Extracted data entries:
◆ ◆ ◆ ◆ ◆
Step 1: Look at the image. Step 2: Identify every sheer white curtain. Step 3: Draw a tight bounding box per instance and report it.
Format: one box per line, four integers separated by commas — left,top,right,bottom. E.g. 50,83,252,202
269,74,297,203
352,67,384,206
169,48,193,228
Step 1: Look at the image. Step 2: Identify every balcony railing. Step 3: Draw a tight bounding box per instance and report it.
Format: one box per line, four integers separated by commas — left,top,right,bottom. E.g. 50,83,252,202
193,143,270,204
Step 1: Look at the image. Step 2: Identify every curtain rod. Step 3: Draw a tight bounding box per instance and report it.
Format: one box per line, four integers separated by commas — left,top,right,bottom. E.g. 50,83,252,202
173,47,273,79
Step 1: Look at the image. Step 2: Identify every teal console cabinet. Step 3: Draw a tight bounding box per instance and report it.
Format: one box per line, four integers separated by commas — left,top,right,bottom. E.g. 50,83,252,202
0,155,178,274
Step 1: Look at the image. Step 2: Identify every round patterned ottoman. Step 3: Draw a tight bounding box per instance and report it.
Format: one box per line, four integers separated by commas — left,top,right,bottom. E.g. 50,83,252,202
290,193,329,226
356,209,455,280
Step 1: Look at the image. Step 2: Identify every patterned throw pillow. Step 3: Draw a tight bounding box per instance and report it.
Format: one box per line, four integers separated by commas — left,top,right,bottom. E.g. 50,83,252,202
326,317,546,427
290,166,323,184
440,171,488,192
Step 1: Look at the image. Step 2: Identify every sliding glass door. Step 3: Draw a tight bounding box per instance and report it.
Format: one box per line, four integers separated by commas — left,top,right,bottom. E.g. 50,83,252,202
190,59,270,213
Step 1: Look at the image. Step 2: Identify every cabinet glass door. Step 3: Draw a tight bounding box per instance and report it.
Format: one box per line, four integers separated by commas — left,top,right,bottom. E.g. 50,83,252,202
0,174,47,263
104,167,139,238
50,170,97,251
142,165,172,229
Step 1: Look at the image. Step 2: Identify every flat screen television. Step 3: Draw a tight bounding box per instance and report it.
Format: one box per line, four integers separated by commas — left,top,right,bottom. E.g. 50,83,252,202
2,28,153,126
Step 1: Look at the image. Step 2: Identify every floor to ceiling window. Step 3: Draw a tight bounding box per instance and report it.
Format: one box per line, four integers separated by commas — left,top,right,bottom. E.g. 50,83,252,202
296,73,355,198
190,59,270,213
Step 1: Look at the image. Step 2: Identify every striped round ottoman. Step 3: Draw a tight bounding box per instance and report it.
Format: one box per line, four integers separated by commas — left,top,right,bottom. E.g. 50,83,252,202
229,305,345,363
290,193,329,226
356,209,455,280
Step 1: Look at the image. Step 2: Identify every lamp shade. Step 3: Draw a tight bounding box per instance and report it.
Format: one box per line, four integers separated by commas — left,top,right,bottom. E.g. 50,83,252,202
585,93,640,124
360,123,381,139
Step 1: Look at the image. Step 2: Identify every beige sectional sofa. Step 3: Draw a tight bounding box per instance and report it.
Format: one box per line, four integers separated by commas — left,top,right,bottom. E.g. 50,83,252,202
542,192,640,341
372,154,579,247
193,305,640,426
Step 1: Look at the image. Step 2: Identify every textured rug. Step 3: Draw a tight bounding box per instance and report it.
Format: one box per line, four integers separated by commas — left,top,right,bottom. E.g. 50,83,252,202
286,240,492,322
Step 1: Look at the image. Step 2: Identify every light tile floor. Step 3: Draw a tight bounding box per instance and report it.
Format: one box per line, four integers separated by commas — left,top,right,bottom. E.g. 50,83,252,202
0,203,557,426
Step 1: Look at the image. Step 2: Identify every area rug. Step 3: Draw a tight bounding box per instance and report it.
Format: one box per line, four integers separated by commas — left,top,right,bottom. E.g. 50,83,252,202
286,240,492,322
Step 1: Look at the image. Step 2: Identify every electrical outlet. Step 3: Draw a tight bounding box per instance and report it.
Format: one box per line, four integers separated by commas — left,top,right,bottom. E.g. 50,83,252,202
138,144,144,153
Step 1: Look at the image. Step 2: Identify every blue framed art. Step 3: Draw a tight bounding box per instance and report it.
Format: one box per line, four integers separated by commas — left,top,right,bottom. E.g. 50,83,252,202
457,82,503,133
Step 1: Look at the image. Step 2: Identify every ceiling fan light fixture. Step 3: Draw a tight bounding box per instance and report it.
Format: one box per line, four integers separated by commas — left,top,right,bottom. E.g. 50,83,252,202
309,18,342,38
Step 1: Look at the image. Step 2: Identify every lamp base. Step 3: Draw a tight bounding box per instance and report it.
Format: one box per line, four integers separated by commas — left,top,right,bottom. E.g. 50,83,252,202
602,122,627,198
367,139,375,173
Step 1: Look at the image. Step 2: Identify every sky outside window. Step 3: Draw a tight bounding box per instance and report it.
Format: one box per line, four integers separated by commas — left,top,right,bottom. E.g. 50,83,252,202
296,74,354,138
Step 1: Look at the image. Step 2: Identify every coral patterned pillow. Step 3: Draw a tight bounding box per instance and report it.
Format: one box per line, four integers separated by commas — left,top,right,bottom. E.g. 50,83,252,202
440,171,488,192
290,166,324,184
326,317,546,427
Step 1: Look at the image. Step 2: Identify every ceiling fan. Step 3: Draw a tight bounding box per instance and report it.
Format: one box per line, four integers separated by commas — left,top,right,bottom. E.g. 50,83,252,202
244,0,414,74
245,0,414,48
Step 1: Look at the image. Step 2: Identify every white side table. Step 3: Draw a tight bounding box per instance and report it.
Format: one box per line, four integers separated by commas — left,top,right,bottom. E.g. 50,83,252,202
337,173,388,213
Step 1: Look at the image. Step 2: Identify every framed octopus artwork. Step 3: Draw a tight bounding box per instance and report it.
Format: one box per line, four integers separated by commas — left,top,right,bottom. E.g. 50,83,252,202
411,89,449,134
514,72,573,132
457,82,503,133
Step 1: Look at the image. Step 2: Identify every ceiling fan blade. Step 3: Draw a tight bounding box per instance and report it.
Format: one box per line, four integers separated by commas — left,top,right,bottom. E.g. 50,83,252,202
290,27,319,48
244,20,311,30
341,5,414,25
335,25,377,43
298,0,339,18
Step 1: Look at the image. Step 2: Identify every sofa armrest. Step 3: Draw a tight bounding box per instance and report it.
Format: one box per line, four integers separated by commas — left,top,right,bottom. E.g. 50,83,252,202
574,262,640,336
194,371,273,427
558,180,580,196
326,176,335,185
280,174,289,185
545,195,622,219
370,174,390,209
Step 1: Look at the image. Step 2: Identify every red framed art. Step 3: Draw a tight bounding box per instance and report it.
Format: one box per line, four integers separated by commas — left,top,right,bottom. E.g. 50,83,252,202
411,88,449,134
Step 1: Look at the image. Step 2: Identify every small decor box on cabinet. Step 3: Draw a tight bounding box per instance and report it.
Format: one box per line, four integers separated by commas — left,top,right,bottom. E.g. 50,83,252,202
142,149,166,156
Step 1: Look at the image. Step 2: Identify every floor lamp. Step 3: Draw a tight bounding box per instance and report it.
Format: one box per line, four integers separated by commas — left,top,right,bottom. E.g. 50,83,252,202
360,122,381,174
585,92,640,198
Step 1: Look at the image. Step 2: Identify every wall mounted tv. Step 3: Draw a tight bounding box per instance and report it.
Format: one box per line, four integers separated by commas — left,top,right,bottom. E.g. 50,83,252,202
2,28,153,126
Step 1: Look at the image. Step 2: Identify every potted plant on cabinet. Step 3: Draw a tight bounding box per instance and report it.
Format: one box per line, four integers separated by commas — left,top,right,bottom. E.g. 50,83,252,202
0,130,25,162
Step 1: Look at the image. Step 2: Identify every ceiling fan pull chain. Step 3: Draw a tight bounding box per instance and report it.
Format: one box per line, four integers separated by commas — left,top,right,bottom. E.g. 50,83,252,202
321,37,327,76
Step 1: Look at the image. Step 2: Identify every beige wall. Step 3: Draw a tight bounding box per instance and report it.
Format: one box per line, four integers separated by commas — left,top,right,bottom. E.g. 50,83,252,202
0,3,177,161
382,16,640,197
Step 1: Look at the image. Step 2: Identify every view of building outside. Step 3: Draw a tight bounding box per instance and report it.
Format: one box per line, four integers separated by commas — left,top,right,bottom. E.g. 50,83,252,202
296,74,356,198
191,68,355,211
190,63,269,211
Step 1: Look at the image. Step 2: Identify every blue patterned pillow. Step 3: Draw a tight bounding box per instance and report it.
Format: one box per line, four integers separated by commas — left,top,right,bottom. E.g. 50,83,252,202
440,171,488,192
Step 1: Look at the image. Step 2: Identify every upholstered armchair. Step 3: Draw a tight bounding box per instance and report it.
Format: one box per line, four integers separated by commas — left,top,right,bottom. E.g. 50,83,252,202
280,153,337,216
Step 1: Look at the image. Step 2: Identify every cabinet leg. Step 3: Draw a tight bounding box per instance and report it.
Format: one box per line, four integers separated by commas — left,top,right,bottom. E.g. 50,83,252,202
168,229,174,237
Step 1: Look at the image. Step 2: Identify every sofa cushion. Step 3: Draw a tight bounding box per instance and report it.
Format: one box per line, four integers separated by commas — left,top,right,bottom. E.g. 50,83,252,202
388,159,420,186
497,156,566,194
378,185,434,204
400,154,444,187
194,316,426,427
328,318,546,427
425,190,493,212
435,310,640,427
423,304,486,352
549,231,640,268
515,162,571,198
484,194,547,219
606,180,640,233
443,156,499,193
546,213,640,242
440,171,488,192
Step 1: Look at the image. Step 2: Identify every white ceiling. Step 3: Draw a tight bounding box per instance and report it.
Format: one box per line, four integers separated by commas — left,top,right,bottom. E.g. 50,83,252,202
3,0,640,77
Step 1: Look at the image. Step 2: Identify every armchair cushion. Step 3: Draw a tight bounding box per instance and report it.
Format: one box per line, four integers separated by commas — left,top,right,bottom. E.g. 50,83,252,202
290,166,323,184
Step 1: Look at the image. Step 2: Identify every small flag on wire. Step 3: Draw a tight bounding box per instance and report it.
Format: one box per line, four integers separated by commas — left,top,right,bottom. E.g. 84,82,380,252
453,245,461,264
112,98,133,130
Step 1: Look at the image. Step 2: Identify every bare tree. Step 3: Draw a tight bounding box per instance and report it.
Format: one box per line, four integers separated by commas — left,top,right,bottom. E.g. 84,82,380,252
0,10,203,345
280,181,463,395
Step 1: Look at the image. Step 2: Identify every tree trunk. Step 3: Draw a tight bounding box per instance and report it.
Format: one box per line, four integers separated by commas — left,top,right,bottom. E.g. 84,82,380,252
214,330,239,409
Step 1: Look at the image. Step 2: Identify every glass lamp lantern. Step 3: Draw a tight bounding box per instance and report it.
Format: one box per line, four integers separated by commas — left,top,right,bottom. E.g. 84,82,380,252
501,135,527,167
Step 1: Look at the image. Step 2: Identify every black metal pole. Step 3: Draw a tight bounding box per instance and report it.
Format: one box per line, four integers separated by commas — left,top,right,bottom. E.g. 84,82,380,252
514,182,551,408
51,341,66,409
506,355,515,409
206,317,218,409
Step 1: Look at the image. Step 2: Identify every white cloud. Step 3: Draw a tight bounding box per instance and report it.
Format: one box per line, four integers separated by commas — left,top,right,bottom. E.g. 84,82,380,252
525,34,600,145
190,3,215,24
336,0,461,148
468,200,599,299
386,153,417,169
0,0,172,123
◆ ◆ ◆ ◆ ◆
● Your objective
Each line from the beginning of the entries to the line with "Step 1: Look at the image. Step 2: Identify every round" must be repeated exactly, with both end lines kept and no other lines given.

● Finished task
Step 1: Look at the image. Step 2: Identify every sheer white curtain. Step 3: Draw a tight bounding box per instance and report it.
Format: one box per line, four integers separated by commas — left,top,right,bottom. E.g. 50,83,252,202
269,74,297,203
352,67,384,206
169,48,193,228
Step 1: Look at the image. Step 2: Identify every balcony railing. Step 3: Draw a tight bounding box per instance and report it.
Format: one box per line, four integers separated by commas — left,top,right,bottom. E.g. 50,83,252,202
193,143,270,204
Step 1: Look at the image. Step 2: Identify every curtain rod. Step 3: Draw a tight bounding box per instance and report it.
Format: one box per line, four integers separated by commas — left,top,right,bottom. E.g. 50,83,252,202
173,47,273,79
Step 1: Look at the image. Step 2: Identify every teal console cabinet. Step 3: Draw a tight bounding box per instance and report it.
Format: one box per line, four integers separated by commas — left,top,right,bottom. E.g. 50,83,252,202
0,155,178,274
Step 1: Look at the image. Step 2: Identify every round patterned ottoman. Step 3: Draw a tight bounding box per instance and report it.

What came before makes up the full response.